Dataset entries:
■ ■ ■

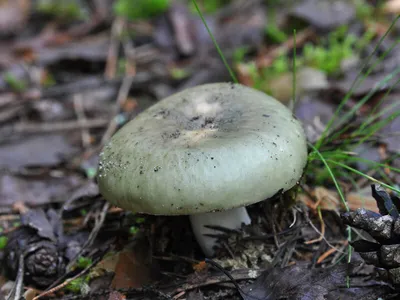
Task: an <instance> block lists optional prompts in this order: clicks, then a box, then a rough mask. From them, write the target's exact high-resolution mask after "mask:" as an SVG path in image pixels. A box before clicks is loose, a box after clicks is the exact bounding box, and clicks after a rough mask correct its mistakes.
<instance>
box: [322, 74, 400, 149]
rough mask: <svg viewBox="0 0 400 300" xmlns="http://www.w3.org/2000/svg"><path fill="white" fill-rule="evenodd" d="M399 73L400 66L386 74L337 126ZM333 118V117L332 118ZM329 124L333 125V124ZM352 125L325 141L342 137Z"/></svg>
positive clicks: (327, 126) (360, 106) (355, 111)
mask: <svg viewBox="0 0 400 300" xmlns="http://www.w3.org/2000/svg"><path fill="white" fill-rule="evenodd" d="M399 73H400V67H398V68H396V69H395V70H394V71H392V72H391V73H390V74H388V75H387V76H385V78H383V79H382V80H381V81H380V82H379V83H378V84H377V85H376V86H375V87H374V88H373V89H371V90H370V91H369V93H368V94H367V95H365V96H364V97H363V98H362V99H361V100H360V101H358V103H357V104H356V105H355V106H354V107H353V108H352V109H351V110H350V111H349V112H347V113H346V114H344V115H343V116H342V117H341V119H340V120H339V122H338V124H337V125H336V126H338V127H339V126H341V125H342V124H344V123H346V122H348V120H349V119H350V118H351V117H352V116H353V115H354V114H355V112H356V111H358V110H359V109H360V108H361V107H362V106H363V105H364V104H365V103H366V102H367V101H368V100H369V99H370V98H371V97H372V96H373V95H374V94H375V93H376V92H377V91H378V90H379V88H381V87H383V86H384V85H386V84H387V83H388V82H389V81H390V80H392V79H393V78H394V77H395V76H396V75H398V74H399ZM398 82H399V81H397V82H396V84H397V83H398ZM335 113H336V112H335ZM334 117H335V116H333V117H332V118H334ZM332 118H331V120H332ZM329 123H330V121H329V122H328V124H327V127H328V125H329ZM329 126H330V127H332V124H331V125H329ZM350 126H351V124H348V125H346V126H344V128H342V129H341V130H340V131H338V132H336V133H335V134H334V135H332V136H331V137H330V138H329V139H327V140H325V141H324V142H325V143H327V142H331V141H333V140H336V139H338V138H339V137H340V135H341V134H343V133H344V132H345V131H346V130H347V129H348V128H349V127H350ZM324 132H325V131H324ZM321 137H322V135H321ZM321 145H322V144H321Z"/></svg>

■ ■ ■

Aim of the task -
Read through the entries above and copy each line that has the string "instance" in it.

The answer -
Task: an <instance> block lists optional prompts in this order: clicks, then a box, then a rough mask. From them, write the target's exact high-resolution mask after "mask:" as an SVG path in image pixels. A box before clicks is loose, a box after clicks is the exact bounding box, and clicks after a rough mask correct its mistakes.
<instance>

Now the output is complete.